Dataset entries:
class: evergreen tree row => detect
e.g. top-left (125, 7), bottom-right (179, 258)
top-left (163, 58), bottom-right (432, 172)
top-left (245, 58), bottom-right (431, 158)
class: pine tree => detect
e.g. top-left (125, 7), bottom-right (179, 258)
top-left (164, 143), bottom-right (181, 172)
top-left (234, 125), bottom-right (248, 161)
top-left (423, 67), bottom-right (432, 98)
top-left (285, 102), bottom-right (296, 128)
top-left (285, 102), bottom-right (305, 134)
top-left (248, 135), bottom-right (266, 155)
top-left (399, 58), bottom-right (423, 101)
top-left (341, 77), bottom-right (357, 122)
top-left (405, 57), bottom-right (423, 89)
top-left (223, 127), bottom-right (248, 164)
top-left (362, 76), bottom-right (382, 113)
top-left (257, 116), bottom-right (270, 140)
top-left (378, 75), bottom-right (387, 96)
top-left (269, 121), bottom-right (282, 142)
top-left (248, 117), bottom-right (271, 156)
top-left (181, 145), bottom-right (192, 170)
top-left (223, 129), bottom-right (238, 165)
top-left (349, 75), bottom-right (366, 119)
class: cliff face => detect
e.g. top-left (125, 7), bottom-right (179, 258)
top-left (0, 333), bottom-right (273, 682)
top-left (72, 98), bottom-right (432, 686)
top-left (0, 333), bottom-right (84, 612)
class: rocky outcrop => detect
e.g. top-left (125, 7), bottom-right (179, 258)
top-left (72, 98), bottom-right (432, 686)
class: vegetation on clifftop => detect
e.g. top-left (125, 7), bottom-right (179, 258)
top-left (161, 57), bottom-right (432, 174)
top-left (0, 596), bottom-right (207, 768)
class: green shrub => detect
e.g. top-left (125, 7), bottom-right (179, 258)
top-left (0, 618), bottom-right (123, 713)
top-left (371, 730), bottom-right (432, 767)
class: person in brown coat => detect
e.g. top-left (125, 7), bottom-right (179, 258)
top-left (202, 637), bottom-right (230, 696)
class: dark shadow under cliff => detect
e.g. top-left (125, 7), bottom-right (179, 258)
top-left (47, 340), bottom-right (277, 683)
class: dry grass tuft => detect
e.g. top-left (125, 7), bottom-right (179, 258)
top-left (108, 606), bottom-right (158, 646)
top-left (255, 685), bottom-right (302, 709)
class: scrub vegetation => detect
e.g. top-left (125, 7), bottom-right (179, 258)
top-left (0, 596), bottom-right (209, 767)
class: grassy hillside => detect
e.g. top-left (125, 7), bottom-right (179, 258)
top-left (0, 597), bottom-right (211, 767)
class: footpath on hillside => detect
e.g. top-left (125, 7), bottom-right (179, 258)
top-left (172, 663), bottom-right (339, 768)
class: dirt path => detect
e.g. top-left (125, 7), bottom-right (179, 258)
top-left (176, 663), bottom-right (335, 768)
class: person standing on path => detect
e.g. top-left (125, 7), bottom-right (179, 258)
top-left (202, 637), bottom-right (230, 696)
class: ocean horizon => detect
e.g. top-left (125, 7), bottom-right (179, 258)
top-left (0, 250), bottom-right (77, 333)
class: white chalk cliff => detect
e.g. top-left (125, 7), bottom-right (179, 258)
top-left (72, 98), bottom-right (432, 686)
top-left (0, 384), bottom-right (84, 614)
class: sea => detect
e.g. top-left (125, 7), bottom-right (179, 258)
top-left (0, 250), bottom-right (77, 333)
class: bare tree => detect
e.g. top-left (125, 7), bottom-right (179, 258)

PROBLEM ▸ Above are the entries. Copy exactly the part that opens with the line containing "class: person standing on path => detect" and closes with the line containing "class: sea => detect", and no more.

SOLUTION BELOW ▸
class: person standing on path => detect
e.g. top-left (125, 7), bottom-right (179, 258)
top-left (202, 637), bottom-right (230, 696)
class: ocean horizon => detect
e.g. top-left (125, 7), bottom-right (179, 258)
top-left (0, 250), bottom-right (77, 333)
class: white chalk cliff => detect
e.g. top-left (125, 7), bottom-right (179, 258)
top-left (72, 98), bottom-right (432, 686)
top-left (0, 384), bottom-right (84, 614)
class: sea => detect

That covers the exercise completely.